Getoonde tekst —
******************************
In ruil voor deze werkzaamheden heeft DMAI op grond van de CSA recht op 30% van het bedrag dat zij op basis van het ICC-vonnis incasseert.
3.24
Artikel 2.3 van de CSA bepaalt dat DMAI de instructies van Devas zal opvolgen:
“[DMAI] agrees that it shall at all times adhere to the instructions, requests, and policies of [Devas] regarding any activities relating to the performance of Collection Services under this Agreement.”
Procedure liquidatie Devas
3.25
Op 18 januari 2021 heeft Antrix bij het National Company Law Tribunal in Bengaluru, India (hierna: NCLT) een verzoekschrift ingediend tot liquidatie van Devas.
3.26
Het verzoek is ingediend op grond van Section 271(c) van de Companies Act 2013, waarin het volgende staat:
“A company may (...) be wound up by the Tribunal,
(…)
(c) if (...), the Tribunal is of the opinion that the affairs of the company have been conducted in a fraudulent manner or the company was formed for fraudulent and unlawful purpose or the persons concerned in the formation or management of its affairs have been guilty of fraud, misfeasance or misconduct in connection therewith and that it is proper that the company be wound up.”
3.27
Op 19 januari 2021 heeft het NCLT op grond van het hiervoor genoemde liquidatieverzoek een voorlopige vereffenaar benoemd. Deze voorlopige vereffenaar is een ambtenaar in dienst van India.
3.28
Op 25 mei 2021 heeft het NCLT de liquidatie van Devas uitgesproken, op de grond dat Devas en haar leidinggevenden vanaf de oprichting van Devas frauduleus hebben gehandeld. Het NCLT heeft de voorlopige vereffenaar als vereffenaar aangesteld (hierna: de vereffenaar). Het NCLT heeft in zijn beslissing de vereffenaar de expliciete opdracht gegeven om Devas snel te liquideren teneinde te voorkomen dat Devas het ICC-vonnis ten uitvoer zou leggen (rechtsoverweging 38 onder 7):
“The Liquidator is directed to take expeditious steps to liquidate the Company in order to prevent it from perpetuating its fraudulent activities and abusing the process of law in enforcing the ICC Award.
3.29
Tegen deze uitspraak hebben Devas en één van haar aandeelhouders, Devas Employees Mauritius Private Ltd (hierna: DEMPL), beroep ingesteld bij het National Company Law Appellate Tribunal te Chennai, India (hierna: NCLAT). Dit beroep is op 8 september 2021 verworpen door het NCLAT.
******************************
Getoond materiaal —

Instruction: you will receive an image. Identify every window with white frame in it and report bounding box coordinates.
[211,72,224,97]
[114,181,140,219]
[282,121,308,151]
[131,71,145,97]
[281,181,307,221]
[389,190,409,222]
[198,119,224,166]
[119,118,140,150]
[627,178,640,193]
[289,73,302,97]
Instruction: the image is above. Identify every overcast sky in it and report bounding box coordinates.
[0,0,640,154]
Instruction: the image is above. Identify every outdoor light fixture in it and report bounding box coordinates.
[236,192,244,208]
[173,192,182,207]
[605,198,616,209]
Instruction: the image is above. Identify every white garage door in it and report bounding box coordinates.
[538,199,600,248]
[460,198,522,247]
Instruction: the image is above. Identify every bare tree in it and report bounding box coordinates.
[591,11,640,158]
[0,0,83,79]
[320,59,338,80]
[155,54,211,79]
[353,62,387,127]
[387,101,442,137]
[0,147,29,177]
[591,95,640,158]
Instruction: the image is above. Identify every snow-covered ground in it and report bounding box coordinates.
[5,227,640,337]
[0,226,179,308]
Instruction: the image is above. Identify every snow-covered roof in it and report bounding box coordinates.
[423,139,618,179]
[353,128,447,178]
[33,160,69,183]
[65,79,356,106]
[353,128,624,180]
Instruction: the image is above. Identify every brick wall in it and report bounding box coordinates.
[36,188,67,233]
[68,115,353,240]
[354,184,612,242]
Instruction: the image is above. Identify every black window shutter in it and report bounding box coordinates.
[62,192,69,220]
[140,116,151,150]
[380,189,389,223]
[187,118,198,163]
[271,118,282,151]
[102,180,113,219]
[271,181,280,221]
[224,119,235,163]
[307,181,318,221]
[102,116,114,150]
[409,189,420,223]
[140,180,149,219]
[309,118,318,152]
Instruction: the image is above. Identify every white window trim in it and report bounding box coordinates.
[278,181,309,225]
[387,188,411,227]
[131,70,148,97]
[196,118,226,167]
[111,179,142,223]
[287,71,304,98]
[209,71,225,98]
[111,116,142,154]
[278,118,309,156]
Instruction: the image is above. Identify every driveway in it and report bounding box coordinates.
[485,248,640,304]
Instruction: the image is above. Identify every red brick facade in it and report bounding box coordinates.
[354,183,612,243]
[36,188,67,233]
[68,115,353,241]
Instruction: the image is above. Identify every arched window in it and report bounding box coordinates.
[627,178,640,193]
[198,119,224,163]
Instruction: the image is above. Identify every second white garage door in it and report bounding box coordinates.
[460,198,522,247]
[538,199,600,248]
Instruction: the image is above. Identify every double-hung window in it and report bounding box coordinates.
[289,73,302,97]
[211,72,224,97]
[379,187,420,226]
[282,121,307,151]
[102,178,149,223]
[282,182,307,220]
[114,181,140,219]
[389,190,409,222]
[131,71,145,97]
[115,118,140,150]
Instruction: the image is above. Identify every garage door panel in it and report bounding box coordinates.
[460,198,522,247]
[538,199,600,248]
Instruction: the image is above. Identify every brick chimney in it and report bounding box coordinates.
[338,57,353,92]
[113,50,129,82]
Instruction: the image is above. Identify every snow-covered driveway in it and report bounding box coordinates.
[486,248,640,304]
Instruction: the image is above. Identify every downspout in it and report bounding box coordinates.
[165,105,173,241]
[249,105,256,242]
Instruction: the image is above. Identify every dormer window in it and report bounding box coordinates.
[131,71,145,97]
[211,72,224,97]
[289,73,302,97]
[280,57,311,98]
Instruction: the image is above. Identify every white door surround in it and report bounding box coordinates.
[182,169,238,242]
******************************
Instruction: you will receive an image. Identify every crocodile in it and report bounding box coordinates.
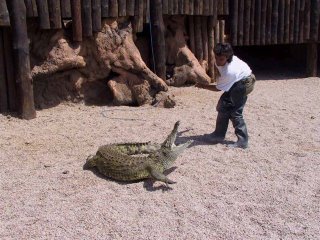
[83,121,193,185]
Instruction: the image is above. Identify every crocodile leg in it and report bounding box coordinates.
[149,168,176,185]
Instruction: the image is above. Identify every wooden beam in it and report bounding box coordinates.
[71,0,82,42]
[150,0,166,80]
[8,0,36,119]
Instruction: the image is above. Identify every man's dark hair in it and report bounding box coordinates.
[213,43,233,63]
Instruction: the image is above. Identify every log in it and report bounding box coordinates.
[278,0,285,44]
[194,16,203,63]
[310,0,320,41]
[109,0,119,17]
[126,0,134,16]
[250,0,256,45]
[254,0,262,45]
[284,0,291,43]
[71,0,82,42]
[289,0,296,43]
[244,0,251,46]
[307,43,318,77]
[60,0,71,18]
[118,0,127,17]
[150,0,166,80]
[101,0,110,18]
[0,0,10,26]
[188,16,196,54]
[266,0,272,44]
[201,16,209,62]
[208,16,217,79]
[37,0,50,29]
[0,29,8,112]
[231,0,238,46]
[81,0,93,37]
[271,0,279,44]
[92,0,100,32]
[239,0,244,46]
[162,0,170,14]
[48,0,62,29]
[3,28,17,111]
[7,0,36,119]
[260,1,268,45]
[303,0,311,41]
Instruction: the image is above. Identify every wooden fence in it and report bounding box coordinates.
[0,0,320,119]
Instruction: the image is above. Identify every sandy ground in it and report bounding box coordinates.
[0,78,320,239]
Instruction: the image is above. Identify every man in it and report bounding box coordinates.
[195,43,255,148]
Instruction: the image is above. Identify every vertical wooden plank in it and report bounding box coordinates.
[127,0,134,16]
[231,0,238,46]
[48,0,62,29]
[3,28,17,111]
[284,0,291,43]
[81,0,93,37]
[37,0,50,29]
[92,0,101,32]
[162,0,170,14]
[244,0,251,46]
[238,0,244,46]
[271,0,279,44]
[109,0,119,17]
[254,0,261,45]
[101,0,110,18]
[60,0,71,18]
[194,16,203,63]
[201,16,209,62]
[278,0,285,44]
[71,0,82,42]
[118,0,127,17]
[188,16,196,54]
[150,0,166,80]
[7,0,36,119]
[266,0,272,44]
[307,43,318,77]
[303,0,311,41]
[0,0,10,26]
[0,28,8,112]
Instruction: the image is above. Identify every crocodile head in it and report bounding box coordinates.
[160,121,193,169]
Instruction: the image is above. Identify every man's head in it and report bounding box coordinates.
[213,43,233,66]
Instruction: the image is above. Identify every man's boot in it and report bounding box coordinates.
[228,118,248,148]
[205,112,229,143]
******************************
Opgaven —
• a. Zoek in de rijen hierboven elke regel waarin het woord "receive" staat, en neem die regels letterlijk over.
• b. Pak de tekst over de liquidatie van Devas op na de laatste zin en schrijf hem verder.

Gegeven antwoorden —
• a.
Instruction: you will receive an image. Identify every window with white frame in it and report bounding box coordinates.
Instruction: you will receive an image. Identify every crocodile in it and report bounding box coordinates.

• b.
3.3
Vervolgens hebben Devas en DEMPL beroep ingesteld bij de Supreme Court of India. De Supreme Court heeft dit beroep verworpen in zijn uitspraak van 17 januari 2022 (hierna ook: de liquidatie-uitspraak).
Instructies van de (voorlopige) vereffenaar
3.31
De voorlopige vereffenaar heeft op 22 januari 2021, een paar dagen na zijn benoeming door het NCLT, een e-mail gestuurd aan de advocaten van Devas die optraden in de procedure waarin Antrix vernietiging van het ICC-vonnis vorderde (zie hierna in 3.33 e.v.). Hij deelde daarin mee dat ze met onmiddellijke ingang waren ontslagen en dat ze niet mochten verschijnen op de zitting die de volgende dag was gepland in de vernietigingsprocedure.
3.32
Op 22 juli 2022 heeft de vereffenaar aan DMAI de instructie gegeven om al haar activiteiten uit hoofde van de CSA te beëindigen:
“(…) pursuant to Section 2.3 of the Collection Services Agreement, DMAI is hereby instructed to cease all activity under the Collection Services Agreement pending further instruction, which Devas intends to issue promptly upon a decision by the Delhi High Court in the set aside proceedings. (…)”
(Opschorting en) vernietiging van het ICC-vonnis
3.33
Op 5 december 2011 (toen de ICC-arbitrage nog niet was afgerond) heeft Antrix op grond van Section 9 van de Arbitration and Conciliation Act (de Indiase arbitragewet), een verzoek gedaan bij de City Civil Court, Bangalore, tot het treffen van een beschermende maatregel. Dit verzoek heeft zij op 19 november 2015 (nadat het ICC-vonnis was gewezen) aangevuld met een vordering tot vernietiging van het ICC-vonnis. Devas heeft, nadat het ICC-vonnis was gewezen, op 25 september 2015 ook een procedure aanhangig gemaakt op grond van Section 9 van de Arbitration and Conciliation Act, maar heeft dat gedaan bij de High Court of Delhi in New Delhi. Vervolgens is een discussie ontstaan over de vraag welke rechter de bevoegde rechter was.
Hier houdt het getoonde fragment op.